■ WHAT YOU WILL DO ■
Scale up the answer coordinates in the data from the line containing "Phrase -- corrugated metal roof" through the end of the data, both ends included, by multiplying each one by 1.7 and rounding to a whole number, with halves going up. Write out every line in that span, with the other lines left as they are.

■ LISTED RECORDS ■
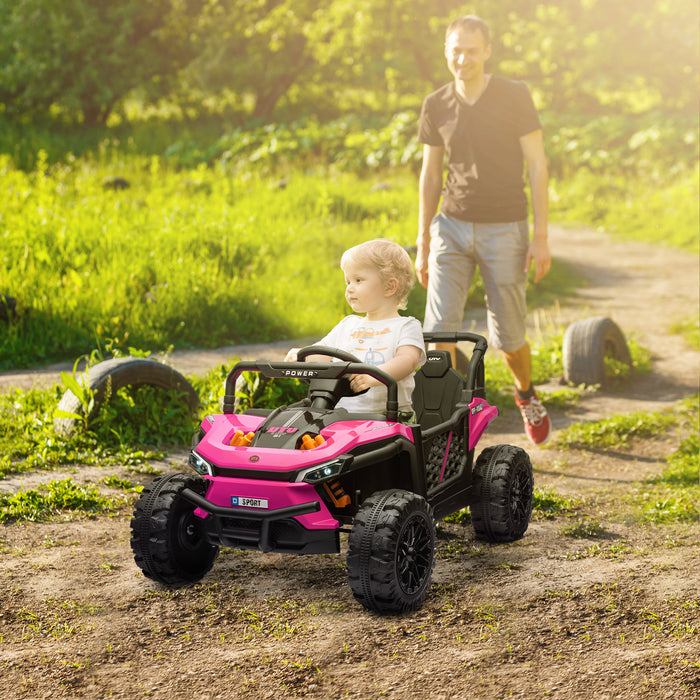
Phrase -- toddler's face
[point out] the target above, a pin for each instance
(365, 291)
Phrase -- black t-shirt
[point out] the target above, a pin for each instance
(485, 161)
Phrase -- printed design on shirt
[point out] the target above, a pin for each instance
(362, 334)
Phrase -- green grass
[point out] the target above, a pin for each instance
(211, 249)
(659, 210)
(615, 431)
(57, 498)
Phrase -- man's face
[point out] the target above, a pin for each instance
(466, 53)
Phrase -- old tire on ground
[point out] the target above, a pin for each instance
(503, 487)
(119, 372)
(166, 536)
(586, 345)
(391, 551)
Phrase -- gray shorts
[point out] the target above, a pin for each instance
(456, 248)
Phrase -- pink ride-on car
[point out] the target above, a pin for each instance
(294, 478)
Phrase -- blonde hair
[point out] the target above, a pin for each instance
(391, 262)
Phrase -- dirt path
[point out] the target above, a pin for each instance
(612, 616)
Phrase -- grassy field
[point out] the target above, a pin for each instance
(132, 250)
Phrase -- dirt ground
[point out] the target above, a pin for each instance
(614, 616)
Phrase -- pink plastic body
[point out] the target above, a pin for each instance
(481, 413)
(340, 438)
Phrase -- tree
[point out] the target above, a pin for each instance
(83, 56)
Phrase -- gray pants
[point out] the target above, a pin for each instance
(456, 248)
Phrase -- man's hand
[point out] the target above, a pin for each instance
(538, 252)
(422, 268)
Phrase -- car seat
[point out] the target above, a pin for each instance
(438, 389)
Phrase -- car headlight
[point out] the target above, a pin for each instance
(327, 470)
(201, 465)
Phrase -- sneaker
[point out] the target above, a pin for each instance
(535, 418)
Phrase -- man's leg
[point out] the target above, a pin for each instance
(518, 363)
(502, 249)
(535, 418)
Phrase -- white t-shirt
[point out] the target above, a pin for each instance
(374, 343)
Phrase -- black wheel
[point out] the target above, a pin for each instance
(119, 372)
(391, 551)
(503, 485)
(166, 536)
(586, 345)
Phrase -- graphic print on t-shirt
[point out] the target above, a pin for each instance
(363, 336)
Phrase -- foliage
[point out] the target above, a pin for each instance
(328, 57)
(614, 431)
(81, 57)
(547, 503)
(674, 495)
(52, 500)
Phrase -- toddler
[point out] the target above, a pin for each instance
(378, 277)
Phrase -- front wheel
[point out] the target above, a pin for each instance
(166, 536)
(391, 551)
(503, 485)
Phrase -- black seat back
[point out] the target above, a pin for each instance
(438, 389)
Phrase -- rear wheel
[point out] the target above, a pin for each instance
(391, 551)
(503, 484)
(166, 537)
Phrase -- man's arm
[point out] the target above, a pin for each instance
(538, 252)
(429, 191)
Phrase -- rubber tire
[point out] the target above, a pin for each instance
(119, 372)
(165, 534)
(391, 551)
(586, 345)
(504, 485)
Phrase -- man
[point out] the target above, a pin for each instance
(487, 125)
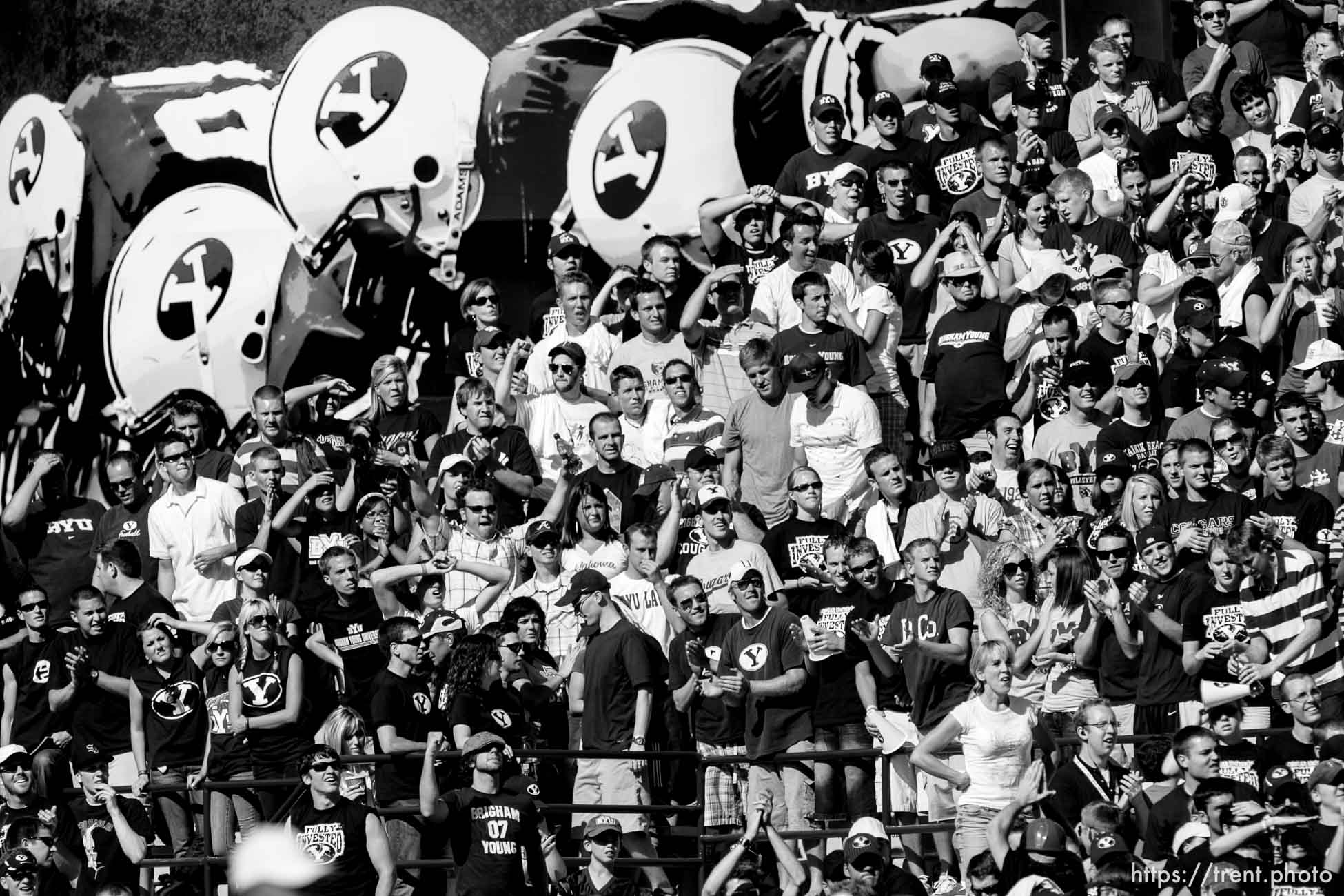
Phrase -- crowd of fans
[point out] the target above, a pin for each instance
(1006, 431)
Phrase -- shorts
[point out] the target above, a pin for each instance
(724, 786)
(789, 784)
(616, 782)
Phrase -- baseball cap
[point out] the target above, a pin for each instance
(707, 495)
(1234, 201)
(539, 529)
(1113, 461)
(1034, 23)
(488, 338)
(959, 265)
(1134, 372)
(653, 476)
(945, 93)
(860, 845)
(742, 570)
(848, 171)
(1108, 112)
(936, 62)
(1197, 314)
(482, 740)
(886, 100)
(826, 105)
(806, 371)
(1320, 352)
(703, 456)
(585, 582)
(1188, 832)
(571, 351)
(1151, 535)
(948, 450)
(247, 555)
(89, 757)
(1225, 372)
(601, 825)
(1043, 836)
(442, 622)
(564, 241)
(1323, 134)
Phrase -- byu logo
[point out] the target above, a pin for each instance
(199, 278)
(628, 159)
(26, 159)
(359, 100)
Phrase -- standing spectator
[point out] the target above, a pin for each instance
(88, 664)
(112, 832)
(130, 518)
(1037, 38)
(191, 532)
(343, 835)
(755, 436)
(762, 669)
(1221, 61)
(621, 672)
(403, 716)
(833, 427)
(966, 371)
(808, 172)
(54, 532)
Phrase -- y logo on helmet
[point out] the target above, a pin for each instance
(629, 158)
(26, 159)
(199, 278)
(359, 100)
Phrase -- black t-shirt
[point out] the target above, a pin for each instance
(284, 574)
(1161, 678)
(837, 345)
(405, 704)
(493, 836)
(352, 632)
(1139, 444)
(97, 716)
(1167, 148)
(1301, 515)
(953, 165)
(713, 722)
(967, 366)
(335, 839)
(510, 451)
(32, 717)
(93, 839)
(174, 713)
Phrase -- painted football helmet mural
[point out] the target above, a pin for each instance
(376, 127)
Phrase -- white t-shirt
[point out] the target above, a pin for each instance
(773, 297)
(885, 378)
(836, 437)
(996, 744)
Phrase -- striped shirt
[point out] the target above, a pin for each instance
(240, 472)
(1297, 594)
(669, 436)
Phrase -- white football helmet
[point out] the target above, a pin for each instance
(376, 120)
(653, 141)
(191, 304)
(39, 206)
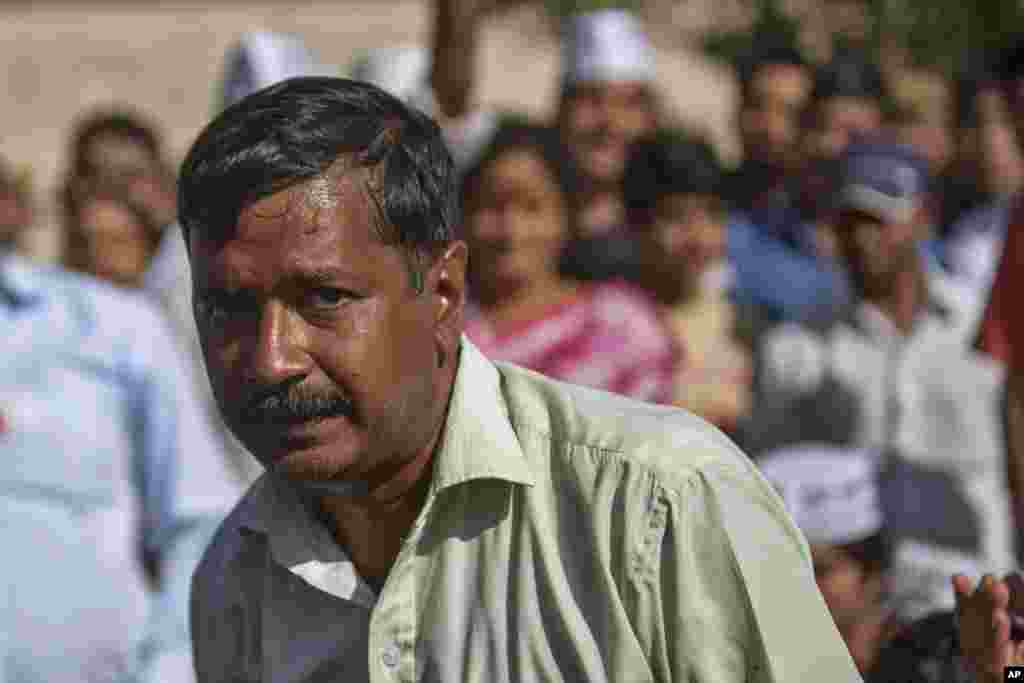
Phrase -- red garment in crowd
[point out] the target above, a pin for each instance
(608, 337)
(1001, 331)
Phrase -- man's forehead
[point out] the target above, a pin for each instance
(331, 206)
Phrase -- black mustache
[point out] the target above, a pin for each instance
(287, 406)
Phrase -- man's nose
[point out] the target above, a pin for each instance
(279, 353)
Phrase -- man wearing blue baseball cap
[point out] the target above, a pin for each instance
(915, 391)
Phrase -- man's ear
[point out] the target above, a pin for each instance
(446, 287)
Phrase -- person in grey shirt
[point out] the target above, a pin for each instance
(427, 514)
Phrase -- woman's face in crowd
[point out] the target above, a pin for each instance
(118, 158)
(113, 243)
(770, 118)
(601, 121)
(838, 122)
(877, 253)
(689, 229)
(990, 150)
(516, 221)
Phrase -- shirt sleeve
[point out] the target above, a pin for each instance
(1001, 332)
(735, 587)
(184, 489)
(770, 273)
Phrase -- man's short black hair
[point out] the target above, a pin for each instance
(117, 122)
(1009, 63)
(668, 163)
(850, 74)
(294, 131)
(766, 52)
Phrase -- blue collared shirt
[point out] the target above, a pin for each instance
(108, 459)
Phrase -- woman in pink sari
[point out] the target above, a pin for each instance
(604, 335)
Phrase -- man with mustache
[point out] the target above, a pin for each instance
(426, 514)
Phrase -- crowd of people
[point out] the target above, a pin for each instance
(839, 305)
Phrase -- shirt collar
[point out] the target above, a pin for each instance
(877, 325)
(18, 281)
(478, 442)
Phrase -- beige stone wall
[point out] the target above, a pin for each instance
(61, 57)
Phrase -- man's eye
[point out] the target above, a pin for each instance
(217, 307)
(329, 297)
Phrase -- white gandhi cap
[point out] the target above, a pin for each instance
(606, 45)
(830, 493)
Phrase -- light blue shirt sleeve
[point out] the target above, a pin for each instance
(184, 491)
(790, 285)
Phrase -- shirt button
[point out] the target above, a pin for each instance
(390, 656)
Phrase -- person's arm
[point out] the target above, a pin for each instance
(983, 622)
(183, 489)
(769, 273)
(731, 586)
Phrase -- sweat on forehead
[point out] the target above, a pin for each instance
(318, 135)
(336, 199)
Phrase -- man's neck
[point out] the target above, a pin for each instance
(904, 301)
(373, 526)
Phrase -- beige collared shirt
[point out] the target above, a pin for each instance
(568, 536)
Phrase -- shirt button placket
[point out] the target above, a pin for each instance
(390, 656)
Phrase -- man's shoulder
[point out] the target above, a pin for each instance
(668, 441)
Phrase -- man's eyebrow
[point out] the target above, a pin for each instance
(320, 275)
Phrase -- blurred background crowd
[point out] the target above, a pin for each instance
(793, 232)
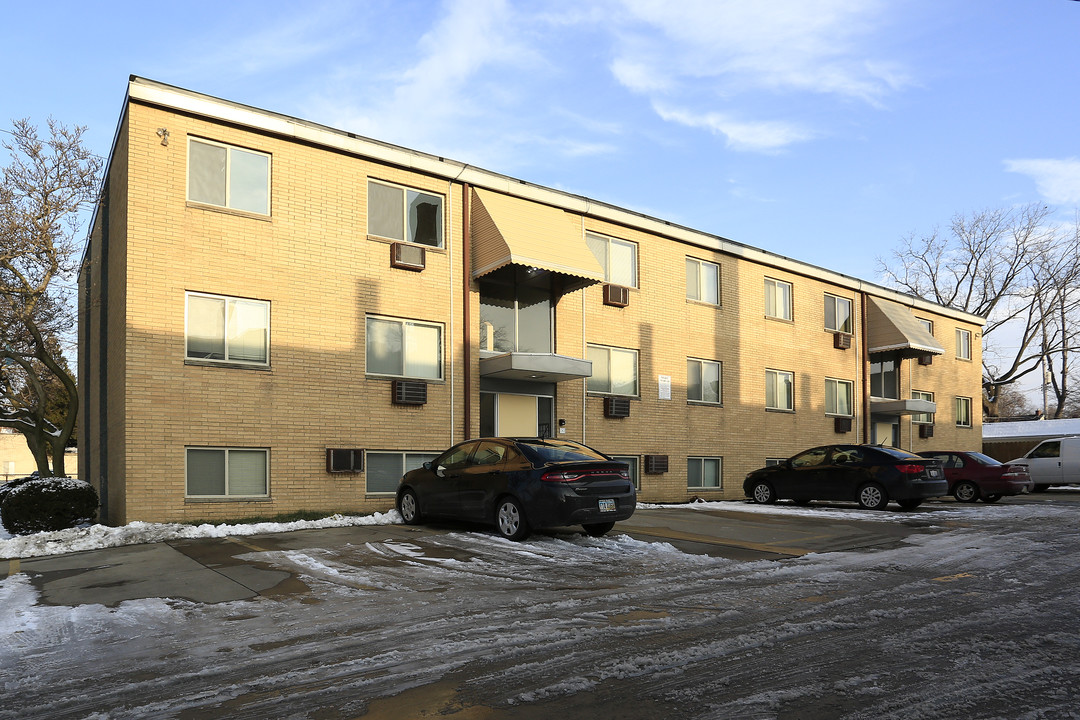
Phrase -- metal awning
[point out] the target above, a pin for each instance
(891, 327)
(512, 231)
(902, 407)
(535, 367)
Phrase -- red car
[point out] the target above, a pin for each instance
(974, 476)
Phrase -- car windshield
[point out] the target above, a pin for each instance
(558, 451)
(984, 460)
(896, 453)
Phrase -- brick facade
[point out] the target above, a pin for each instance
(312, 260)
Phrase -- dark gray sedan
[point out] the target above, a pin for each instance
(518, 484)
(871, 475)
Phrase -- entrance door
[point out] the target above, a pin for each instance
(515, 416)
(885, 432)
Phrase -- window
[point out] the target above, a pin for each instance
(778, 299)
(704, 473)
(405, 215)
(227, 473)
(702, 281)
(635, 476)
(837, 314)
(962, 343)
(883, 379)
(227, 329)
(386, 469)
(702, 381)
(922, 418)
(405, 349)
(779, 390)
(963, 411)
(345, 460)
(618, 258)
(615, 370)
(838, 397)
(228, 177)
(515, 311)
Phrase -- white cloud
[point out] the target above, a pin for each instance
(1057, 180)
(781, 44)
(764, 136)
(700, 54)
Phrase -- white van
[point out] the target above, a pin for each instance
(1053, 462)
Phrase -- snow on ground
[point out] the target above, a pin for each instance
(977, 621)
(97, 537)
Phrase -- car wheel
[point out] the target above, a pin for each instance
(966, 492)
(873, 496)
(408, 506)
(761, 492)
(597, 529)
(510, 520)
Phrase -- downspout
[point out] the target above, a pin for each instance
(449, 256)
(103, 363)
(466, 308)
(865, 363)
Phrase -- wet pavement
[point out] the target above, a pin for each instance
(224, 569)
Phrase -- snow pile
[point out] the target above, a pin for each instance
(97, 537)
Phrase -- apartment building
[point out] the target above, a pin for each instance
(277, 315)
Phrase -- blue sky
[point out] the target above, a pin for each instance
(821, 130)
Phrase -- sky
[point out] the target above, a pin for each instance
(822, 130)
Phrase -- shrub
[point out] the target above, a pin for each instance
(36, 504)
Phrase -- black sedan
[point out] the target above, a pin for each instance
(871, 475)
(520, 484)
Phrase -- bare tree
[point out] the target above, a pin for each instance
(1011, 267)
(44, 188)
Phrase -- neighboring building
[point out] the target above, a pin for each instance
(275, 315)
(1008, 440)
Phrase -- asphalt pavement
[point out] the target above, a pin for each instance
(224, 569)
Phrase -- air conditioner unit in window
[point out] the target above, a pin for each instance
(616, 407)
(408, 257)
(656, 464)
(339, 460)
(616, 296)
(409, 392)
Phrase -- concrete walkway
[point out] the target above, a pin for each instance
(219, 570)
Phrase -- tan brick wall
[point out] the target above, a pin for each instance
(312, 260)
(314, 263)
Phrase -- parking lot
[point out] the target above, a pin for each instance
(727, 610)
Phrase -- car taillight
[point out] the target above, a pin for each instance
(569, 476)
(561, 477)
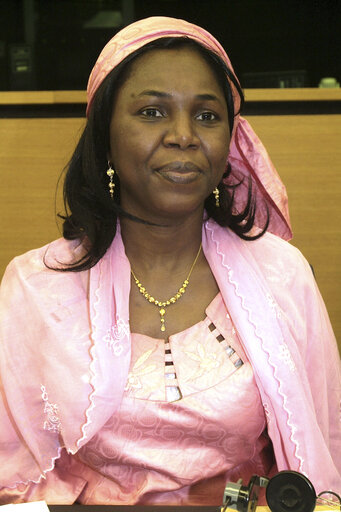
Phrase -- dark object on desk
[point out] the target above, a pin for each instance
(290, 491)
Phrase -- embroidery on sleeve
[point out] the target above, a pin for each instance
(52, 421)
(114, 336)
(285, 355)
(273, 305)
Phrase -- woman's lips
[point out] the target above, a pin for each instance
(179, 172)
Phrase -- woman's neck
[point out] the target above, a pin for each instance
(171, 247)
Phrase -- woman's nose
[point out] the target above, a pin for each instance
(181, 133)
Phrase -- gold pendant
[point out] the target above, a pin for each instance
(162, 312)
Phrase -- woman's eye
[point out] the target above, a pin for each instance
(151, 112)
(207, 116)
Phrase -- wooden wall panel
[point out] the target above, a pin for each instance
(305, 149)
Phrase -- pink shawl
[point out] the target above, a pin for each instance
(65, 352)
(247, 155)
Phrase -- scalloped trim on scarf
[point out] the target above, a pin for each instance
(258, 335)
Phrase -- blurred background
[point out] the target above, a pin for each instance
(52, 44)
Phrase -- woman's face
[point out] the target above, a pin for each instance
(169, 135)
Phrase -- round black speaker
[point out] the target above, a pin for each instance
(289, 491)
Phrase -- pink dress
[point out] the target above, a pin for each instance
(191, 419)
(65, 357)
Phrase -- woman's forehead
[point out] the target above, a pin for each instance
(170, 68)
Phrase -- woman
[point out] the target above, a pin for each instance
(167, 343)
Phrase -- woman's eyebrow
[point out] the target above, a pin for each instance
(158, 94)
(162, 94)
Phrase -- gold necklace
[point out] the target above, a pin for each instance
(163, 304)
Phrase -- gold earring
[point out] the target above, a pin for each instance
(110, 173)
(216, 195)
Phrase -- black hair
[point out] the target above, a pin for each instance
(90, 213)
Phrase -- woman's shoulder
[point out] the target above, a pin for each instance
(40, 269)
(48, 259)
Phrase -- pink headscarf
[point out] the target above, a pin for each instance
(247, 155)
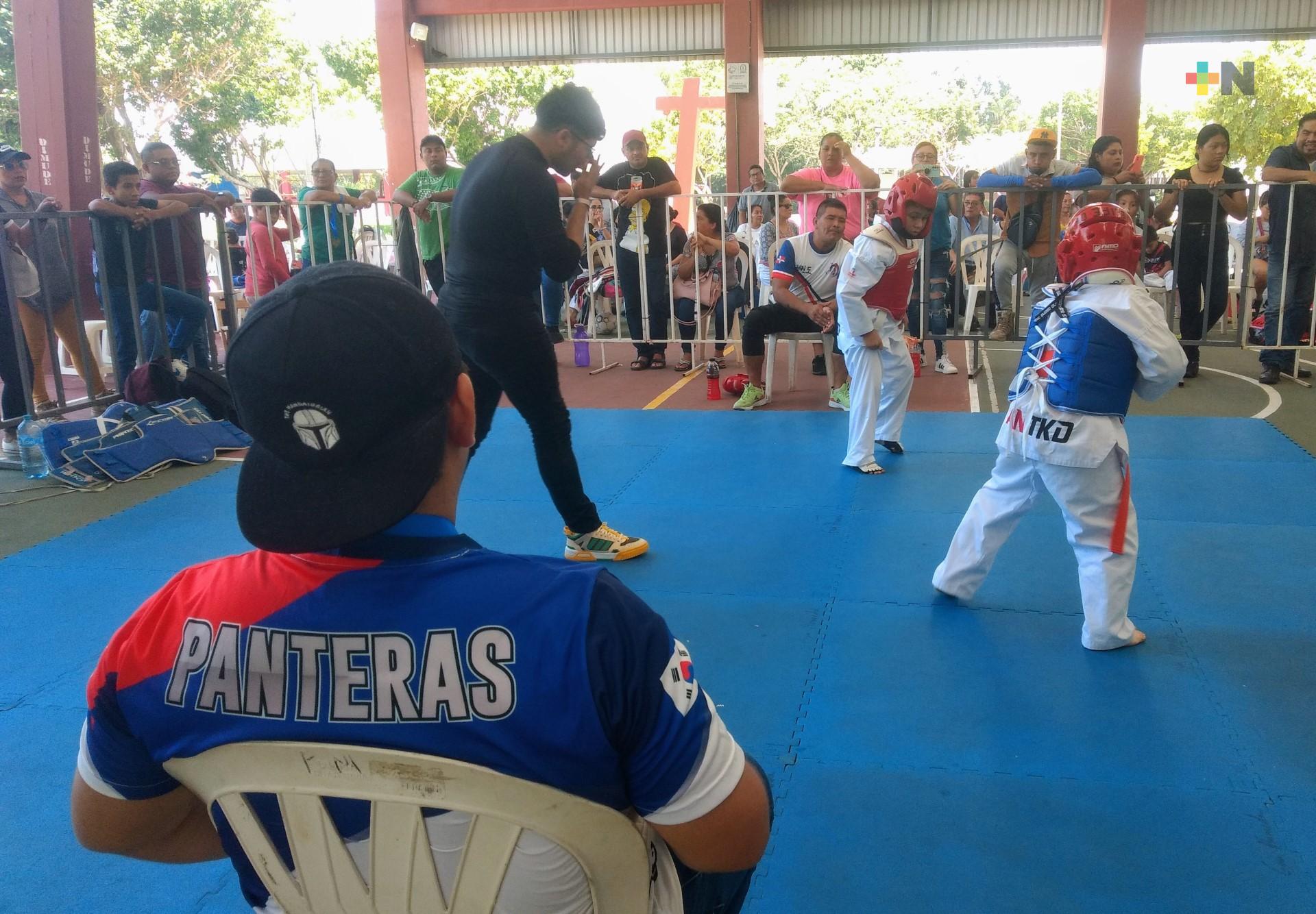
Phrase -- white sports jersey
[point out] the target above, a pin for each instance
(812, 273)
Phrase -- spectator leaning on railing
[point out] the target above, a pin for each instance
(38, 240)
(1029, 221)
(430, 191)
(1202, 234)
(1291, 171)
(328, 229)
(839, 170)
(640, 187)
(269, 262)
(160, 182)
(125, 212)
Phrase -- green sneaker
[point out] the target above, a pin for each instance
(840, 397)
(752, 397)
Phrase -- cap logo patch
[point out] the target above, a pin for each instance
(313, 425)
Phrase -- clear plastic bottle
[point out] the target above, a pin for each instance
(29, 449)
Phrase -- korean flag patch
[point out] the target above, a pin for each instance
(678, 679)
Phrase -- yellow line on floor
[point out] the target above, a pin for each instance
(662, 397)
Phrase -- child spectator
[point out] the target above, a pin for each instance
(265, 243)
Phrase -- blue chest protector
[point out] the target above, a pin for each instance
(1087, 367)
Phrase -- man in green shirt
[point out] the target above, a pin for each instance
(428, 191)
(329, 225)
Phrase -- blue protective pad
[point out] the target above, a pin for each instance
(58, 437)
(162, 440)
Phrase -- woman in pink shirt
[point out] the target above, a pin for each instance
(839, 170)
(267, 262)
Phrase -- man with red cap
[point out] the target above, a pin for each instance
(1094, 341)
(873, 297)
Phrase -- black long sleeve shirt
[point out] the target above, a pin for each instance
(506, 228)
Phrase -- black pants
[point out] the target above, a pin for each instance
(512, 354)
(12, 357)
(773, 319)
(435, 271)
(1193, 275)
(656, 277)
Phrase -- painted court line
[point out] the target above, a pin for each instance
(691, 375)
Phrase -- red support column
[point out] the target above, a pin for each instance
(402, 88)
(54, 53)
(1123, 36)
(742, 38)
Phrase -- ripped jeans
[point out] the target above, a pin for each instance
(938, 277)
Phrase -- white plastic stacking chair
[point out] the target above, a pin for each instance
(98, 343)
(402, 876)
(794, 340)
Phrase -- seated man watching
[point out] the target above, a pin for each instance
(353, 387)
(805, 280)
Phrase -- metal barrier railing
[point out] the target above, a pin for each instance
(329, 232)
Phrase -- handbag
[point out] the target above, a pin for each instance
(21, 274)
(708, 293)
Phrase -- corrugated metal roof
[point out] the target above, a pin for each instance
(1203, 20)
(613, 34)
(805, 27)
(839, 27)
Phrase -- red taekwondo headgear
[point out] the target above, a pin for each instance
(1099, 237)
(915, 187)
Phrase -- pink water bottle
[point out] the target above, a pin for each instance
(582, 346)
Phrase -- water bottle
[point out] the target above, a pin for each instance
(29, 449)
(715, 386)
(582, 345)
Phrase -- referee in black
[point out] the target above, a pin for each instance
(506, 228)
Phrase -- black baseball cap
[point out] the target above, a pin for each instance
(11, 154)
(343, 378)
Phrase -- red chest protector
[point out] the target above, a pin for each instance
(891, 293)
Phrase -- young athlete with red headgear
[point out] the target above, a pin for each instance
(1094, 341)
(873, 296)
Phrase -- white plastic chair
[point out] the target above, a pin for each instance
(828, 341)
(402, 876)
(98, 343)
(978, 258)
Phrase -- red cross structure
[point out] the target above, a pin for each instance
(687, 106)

■ RESULT ■
Phrase -- corrugated metal roof
[point out] the target above, a pin for each instance
(2045, 34)
(1042, 58)
(1369, 46)
(1426, 46)
Phrase -- red taekwondo headgear
[point out] the target above, a pin for each instance
(1868, 403)
(1556, 318)
Phrase -- pink water bottle
[point out] the target above, a pin for each instance
(989, 588)
Phrase -- water bottle
[point out] the target above, a pin for each instance
(49, 763)
(1216, 656)
(989, 587)
Phrase -- referee in black
[point out] the target above, a pin for each instance
(860, 388)
Phrase -- black baseball cap
[point out] the target above, a pin for each instance
(19, 262)
(583, 643)
Phrase -- red chest protector
[point out] the target above, a pin for each instance
(1515, 498)
Phrase -- young athlete with red headgear
[point out] the target above, a pin for each instance
(1860, 580)
(1484, 503)
Phrase -- white plastic chair
[point out] the target above, a pin for each instance
(1408, 580)
(683, 1489)
(167, 583)
(1663, 439)
Phrase -- red cross structure
[point out] the target above, a pin for each instance
(1168, 180)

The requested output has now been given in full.